Effects of potassium ion on Na⁺- and alkali-tolerance in E. coli KNabc. E. coli KNabc was grown in LBK (upper panel) or LBC (lower panel) with the indicated concentrations of added NaCl at a series of pH values from 7.0 to 9.0. A₆₀₀ was recorded after 9 hours of growth at 37°C with shaking. Results are the averages from duplicate determinations in two independent experiments and the error bars show the standard deviations from the mean.

Fig. 2

Diagrams of the inserts from plasmids bearing A. amylolytica N10 genes that complemented the alkali-sensitive phenotype of E. coli KNabc. The indicated plasmids are shown with a size scale at the bottom. The predicted ORFs are shown with arrows that reflect the direction of transcription. The closest homologue in a BLAST search is shown on top of most of the arrows.

Fig. 3

Complementation capacities of A. amylolytica N10 genes in alkali-, Na⁺- and Ca²⁺-sensitive E. coli KNabc. Plate assays were conducted as described under Methods. The test plasmids were: pYW136 (Aa-CaxA), pYW138 (Aa-KefB) and pYW139 (Aa-NhaP), pGerN (positive control except for panel D) and pGEM-3Zf(+) (negative control). E. coli DH5α transformed with an empty vector (pMW118 carrying kanamycin-resistant cassette) was the control for the experiments in panel D. The conditions were as indicated above the four panels. The experiments in panels A-C was terminated after 40 hours of incubation at 37°C. The experiment in panel D, conducted only with pYW136 and controls, was terminated after 7 days.

——————————

**Parts of the exercise**.
**A.** According to the figure captions on E. coli KNabc, after how many hours of incubation were the experiments in panels A-C terminated?
**B.** Repeat the portion of the figure captions on E. coli KNabc starting at "Complementation capacities of" and ending at "after 7 days.".
**C.** Carry the figure captions on E. coli KNabc forward from their final sentence by writing the next part.

(Referring expression records)
——————————

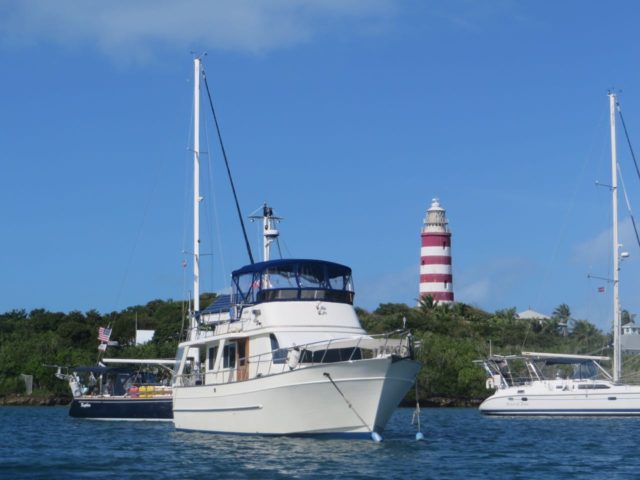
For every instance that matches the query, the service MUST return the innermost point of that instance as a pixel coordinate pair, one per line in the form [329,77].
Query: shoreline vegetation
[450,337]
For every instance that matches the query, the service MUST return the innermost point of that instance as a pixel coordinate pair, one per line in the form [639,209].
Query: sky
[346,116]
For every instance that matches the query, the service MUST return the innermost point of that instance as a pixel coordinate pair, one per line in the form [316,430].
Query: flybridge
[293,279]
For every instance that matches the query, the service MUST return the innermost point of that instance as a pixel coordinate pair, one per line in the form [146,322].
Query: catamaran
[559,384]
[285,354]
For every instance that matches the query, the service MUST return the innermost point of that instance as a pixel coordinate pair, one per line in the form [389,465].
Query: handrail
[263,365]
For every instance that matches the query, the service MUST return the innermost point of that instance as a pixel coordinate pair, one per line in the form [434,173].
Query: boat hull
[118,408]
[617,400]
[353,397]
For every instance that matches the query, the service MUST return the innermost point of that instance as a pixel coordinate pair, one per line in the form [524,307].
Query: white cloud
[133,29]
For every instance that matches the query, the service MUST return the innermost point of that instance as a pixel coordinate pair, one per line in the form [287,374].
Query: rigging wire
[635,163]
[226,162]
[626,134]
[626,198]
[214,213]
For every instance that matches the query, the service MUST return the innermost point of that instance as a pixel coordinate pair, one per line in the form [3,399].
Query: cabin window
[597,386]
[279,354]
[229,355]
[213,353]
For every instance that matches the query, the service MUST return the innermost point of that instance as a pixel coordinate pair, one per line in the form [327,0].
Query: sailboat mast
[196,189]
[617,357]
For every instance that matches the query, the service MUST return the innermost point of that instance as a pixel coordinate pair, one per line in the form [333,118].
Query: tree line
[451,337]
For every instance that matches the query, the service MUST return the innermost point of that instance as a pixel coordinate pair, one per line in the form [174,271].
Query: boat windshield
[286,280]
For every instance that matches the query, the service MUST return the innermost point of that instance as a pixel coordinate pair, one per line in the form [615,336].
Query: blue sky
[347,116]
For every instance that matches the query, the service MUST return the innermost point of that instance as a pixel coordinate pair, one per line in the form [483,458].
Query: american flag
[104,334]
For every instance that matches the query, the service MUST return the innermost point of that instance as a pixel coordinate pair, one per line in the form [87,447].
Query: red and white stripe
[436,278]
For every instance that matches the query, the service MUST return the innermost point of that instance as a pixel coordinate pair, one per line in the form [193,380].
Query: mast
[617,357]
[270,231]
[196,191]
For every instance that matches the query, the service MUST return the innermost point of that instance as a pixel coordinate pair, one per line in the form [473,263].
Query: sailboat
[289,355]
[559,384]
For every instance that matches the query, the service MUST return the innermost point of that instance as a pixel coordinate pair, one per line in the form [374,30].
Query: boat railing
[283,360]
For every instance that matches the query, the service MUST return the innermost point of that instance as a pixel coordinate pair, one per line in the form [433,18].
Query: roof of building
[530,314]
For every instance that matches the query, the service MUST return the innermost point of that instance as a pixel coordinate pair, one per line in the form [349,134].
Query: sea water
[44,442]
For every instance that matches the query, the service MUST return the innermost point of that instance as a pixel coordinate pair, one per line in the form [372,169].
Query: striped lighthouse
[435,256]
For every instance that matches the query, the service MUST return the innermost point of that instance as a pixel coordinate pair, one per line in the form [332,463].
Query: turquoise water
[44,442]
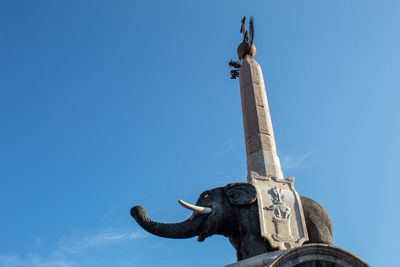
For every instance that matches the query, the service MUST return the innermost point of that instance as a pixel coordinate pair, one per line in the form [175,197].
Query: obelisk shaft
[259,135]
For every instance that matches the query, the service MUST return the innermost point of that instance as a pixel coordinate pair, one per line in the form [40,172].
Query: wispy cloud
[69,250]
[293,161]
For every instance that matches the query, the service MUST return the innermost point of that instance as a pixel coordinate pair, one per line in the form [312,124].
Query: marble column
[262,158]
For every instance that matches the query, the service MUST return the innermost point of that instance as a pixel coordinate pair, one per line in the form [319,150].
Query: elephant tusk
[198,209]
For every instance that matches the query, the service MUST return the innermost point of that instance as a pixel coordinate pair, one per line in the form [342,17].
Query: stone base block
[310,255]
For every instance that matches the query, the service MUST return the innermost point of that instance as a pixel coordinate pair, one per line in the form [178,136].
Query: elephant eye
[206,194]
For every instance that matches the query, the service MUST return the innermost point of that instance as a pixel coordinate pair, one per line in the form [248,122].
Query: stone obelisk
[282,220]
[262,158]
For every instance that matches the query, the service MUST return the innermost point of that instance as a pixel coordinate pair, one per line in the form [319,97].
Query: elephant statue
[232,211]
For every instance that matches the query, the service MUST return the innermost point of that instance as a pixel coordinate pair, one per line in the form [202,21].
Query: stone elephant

——————————

**Task answers**.
**A.** After 40 hours of incubation at 37°C.

**B.**
Complementation capacities of A. amylolytica N10 genes in alkali-, Na⁺- and Ca²⁺-sensitive E. coli KNabc. Plate assays were conducted as described under Methods. The test plasmids were: pYW136 (Aa-CaxA), pYW138 (Aa-KefB) and pYW139 (Aa-NhaP), pGerN (positive control except for panel D) and pGEM-3Zf(+) (negative control). E. coli DH5α transformed with an empty vector (pMW118 carrying kanamycin-resistant cassette) was the control for the experiments in panel D. The conditions were as indicated above the four panels. The experiments in panels A-C was terminated after 40 hours of incubation at 37°C. The experiment in panel D, conducted only with pYW136 and controls, was terminated after 7 days.

**C.**
Fig. 4

Complementation assays of the high [K⁺] requirement of the K⁺ uptake-deficient E. coli TK2420 mutant strain with the cloned antiporter candidate genes from A. amylolytica N10. A. E. coli TK2420 transformants with pYW136, pYW138, pYW139 or pGEM-3Zf(+) were grown in standard minimal medium (Epstein et al., 1993), containing the indicated concentrations of added KCl, at 37°C. The A₆₀₀ values were recorded after 16 hours. Results are the average of duplicate determinations from at least 3 independent growth experiments and the error bars show the standard deviation. B. E. coli TK2420 transformants with either pGEM-3Zf(+) (control) or pYW139 (Aa-NhaP) were grown in minimal medium in which glutamine replaced (NH₄)₂SO₄ and KCl was added at the indicated concentrations. Two independent experiments were conducted as described for panel A.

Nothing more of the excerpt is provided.